Start of SUPPLIED DATA

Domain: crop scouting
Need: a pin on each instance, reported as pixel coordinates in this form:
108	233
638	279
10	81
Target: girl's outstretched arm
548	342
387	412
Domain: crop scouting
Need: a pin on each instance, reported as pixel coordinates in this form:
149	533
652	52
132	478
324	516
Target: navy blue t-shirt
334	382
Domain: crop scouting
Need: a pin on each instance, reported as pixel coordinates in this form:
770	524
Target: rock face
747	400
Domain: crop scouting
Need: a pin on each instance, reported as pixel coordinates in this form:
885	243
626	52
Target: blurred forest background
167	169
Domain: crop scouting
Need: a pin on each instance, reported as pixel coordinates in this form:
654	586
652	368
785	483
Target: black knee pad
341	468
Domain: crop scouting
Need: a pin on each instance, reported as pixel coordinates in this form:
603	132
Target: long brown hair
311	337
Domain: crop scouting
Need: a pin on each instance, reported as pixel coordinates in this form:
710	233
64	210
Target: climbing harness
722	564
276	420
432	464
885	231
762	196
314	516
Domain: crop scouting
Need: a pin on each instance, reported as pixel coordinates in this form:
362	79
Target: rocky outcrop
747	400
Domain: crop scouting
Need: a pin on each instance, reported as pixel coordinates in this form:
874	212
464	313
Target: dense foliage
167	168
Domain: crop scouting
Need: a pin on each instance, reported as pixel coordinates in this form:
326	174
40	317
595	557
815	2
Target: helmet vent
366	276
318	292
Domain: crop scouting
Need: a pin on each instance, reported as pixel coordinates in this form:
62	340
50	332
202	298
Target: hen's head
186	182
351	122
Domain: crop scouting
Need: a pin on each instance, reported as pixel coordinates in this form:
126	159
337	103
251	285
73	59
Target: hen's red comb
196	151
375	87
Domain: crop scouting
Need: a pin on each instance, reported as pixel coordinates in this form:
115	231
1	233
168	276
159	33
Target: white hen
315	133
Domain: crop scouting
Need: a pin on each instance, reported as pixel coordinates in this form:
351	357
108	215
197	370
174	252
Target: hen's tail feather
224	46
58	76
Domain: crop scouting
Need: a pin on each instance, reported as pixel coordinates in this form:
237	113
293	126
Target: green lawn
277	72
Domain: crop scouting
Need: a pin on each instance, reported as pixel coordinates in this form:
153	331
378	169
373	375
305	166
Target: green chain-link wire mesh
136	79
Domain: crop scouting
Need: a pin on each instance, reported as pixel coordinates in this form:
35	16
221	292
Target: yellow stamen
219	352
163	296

End of SUPPLIED DATA

EXERCISE:
Beginning at the line with "Target: hen's red comb" and ending at the last line of the entries, print every line exactly.

EXERCISE ANSWER:
Target: hen's red comb
196	151
375	87
Domain: crop scouting
Need: a pin on each instance, reported as pixel coordinates in this form:
115	231
1	233
168	276
159	33
Target: white hen
315	133
Domain: crop scouting
Need: a pin on each instance, reported as pixel coordinates in this form:
351	357
108	215
197	370
174	252
Target: hen's tail feather
224	46
58	76
Domain: crop scouting
Need: a pin on each instance, reported as pixel coordinates in this form:
237	113
293	126
Target: green lawn
277	72
Domain: crop scouting
Need: a pin on each instance, reported as pixel coordinates in this form:
153	331
378	169
373	375
305	166
Target: green chain-link wire mesh
136	79
Domain: crop scouting
Need: a pin on each instance, reported as pixel coordinates in this form:
35	16
221	292
Target: yellow stamen
219	352
163	296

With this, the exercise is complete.